=== Section Start ===

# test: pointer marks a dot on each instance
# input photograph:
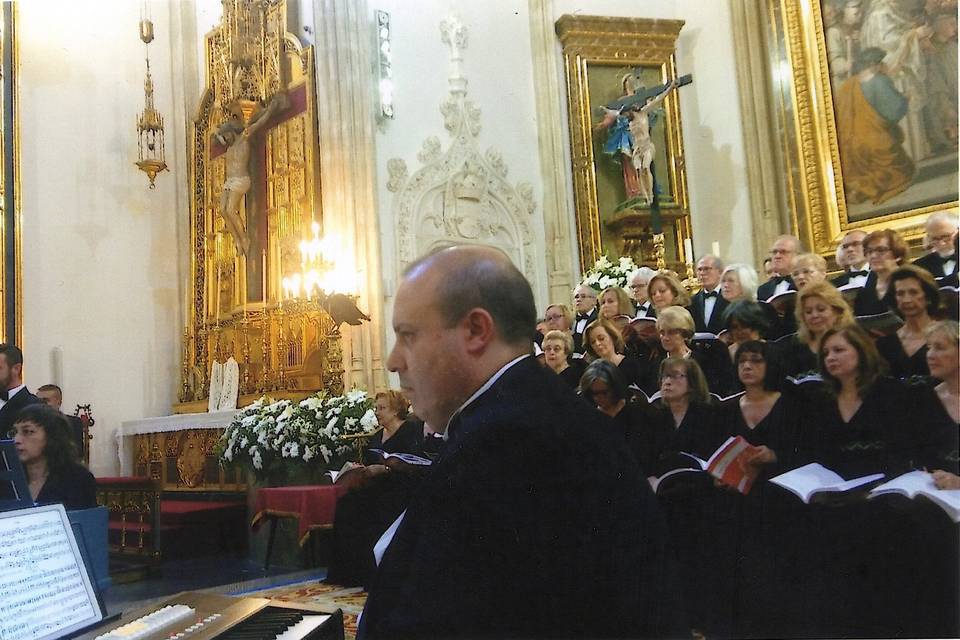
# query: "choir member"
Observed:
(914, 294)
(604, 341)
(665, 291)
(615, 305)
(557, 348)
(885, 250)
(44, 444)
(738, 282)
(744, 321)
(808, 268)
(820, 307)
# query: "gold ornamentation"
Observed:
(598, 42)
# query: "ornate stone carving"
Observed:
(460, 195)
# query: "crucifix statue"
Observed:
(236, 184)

=== Section End ===
=== Section Start ===

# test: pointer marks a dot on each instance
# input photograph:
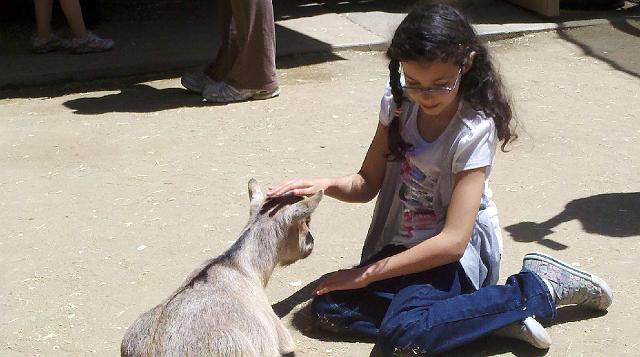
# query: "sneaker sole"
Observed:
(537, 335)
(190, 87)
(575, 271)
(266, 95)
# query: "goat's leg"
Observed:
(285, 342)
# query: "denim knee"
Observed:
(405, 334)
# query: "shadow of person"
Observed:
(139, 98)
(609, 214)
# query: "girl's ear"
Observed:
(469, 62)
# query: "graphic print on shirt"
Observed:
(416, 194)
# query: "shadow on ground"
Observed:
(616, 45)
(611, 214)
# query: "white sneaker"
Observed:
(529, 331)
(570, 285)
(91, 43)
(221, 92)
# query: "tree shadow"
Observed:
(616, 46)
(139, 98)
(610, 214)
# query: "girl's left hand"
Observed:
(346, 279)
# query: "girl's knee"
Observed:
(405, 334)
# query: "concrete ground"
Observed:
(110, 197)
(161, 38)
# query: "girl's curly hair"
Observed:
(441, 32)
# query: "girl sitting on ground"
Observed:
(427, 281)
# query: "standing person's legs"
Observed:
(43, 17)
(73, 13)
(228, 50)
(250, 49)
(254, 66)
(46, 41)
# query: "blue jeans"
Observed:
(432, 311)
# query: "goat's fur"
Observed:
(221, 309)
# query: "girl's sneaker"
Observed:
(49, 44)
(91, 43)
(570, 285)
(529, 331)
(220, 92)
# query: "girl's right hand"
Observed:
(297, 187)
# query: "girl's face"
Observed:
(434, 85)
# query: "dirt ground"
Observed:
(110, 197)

=== Section End ===

▸ WORK ORDER
The reply should be nothing but the number of lines in the entries that include "hand".

▸ OUTPUT BELOW
2